**Task directions**.
Would you return the entries below exactly from the line containing "Target: tile grout line" onward, ending with the final line and including it, and nothing else?

** Opening Record excerpts block **

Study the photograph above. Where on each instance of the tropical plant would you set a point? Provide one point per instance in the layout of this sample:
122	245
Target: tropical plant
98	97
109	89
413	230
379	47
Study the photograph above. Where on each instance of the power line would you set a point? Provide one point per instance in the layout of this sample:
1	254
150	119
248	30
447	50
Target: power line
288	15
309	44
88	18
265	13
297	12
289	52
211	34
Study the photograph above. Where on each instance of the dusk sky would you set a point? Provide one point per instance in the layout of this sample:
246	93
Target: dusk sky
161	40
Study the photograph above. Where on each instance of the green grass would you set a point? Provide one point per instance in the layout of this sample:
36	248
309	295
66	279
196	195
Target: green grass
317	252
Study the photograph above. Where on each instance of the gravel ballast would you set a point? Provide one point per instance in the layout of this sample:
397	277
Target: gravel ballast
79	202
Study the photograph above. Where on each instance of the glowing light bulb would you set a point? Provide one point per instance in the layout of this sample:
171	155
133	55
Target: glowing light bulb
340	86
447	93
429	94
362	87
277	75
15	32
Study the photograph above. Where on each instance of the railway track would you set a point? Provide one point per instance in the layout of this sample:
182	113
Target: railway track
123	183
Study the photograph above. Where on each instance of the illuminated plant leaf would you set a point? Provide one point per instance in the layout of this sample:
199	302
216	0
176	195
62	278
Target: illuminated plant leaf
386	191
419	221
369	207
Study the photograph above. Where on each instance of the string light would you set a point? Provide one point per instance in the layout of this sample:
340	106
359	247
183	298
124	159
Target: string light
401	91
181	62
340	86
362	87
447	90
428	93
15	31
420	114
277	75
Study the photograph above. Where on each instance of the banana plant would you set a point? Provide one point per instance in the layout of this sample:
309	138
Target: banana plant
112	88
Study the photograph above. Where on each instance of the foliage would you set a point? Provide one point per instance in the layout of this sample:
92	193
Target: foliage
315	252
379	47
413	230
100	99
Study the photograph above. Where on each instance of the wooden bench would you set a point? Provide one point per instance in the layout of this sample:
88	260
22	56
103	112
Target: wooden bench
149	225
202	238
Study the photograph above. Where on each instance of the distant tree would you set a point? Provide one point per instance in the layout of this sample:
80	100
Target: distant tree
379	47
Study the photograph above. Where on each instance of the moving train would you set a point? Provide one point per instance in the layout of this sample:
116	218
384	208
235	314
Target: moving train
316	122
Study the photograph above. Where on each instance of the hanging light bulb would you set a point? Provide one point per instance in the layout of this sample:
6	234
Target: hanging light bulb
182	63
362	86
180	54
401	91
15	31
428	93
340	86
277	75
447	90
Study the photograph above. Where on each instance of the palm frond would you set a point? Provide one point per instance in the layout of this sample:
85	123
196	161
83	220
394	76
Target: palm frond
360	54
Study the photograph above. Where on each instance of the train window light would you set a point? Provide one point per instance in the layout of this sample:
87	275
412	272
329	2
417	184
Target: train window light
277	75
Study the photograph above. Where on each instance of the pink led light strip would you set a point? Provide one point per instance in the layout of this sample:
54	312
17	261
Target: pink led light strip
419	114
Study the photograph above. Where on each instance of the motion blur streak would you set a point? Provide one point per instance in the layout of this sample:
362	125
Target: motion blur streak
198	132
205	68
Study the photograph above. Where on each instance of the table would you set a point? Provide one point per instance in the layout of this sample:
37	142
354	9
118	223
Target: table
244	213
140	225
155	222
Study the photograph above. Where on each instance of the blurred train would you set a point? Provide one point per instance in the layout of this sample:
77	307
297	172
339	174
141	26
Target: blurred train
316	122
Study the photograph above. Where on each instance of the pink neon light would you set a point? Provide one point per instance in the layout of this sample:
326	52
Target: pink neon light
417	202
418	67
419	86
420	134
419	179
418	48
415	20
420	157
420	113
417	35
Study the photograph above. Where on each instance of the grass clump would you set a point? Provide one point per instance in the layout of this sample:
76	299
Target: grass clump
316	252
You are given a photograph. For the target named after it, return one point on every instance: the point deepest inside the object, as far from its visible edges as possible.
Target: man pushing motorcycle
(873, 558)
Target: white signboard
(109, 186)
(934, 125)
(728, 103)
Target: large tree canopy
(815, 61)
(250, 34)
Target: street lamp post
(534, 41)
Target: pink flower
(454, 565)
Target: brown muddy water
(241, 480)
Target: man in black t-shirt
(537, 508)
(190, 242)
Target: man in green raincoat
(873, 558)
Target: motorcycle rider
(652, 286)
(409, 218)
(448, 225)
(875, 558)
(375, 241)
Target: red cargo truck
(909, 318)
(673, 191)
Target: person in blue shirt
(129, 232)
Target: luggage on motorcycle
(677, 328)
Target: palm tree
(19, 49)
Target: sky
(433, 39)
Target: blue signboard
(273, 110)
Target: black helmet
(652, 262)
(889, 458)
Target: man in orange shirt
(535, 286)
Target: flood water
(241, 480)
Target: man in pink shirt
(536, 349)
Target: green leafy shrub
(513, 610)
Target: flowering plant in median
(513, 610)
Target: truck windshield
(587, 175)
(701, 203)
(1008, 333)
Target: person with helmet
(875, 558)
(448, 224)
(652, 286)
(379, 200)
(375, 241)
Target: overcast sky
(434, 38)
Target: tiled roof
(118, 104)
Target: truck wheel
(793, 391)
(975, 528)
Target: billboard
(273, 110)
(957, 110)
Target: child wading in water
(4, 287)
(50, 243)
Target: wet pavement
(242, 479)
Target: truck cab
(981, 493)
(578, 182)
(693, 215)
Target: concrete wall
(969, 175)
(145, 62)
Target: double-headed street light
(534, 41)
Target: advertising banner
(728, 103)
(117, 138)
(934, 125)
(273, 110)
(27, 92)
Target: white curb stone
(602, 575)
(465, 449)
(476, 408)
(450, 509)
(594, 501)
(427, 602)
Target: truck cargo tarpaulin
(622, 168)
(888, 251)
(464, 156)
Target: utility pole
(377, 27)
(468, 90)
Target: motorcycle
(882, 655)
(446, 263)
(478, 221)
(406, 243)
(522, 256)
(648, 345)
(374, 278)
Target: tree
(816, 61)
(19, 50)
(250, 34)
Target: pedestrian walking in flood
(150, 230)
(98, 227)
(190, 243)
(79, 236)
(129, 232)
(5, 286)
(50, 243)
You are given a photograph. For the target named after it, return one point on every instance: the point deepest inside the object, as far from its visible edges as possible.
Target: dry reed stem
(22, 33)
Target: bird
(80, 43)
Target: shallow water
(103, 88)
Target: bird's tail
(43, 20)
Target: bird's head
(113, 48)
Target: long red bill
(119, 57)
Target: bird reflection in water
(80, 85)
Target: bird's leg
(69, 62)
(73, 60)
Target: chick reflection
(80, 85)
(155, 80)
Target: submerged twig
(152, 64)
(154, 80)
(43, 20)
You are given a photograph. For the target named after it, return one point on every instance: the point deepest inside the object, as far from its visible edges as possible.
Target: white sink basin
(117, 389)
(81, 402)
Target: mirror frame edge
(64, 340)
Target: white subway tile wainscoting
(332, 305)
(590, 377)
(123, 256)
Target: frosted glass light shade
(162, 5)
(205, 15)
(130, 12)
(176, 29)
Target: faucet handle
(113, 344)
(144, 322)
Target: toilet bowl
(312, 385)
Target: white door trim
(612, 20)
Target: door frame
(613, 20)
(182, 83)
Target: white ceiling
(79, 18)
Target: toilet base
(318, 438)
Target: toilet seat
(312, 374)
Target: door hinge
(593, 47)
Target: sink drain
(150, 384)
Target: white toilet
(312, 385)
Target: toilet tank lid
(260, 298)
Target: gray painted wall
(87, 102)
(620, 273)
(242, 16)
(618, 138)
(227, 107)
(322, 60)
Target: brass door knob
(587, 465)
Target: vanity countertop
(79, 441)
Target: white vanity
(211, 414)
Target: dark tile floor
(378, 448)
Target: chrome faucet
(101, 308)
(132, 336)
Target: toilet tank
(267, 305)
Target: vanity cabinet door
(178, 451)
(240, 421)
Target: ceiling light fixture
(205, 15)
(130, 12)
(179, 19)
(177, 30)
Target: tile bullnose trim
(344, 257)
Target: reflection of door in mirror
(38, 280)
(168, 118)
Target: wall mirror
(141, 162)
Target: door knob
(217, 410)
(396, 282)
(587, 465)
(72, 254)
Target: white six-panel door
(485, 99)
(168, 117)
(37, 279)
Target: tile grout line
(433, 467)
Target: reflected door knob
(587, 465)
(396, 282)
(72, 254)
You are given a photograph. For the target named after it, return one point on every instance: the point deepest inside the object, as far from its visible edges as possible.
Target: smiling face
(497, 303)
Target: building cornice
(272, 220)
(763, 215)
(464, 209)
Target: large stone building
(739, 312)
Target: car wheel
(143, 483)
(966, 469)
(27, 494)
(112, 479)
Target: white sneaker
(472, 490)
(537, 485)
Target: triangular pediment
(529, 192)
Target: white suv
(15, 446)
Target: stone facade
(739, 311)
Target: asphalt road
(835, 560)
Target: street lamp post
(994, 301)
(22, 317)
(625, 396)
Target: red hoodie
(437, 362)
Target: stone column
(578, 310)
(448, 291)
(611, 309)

** Closing Record excerpts block **

**Answer for this exercise**.
Target: tile grout line
(433, 467)
Target: reflected door knob
(587, 465)
(396, 282)
(72, 254)
You are given a photograph. For the target named after it, return one point on every instance: the point deepest inside the object, as far from its visible edges as possible.
Target: smiling face
(497, 303)
Target: building cornice
(272, 220)
(763, 215)
(464, 209)
Target: large stone building
(739, 312)
Target: car wheel
(143, 483)
(966, 469)
(27, 494)
(112, 479)
Target: white sneaker
(472, 490)
(537, 485)
Target: triangular pediment
(529, 192)
Target: white suv
(15, 446)
Target: stone facade
(739, 311)
Target: asphalt road
(835, 560)
Target: street lamp post
(994, 301)
(22, 317)
(625, 396)
Target: red hoodie
(437, 362)
Target: stone column
(578, 310)
(448, 291)
(611, 309)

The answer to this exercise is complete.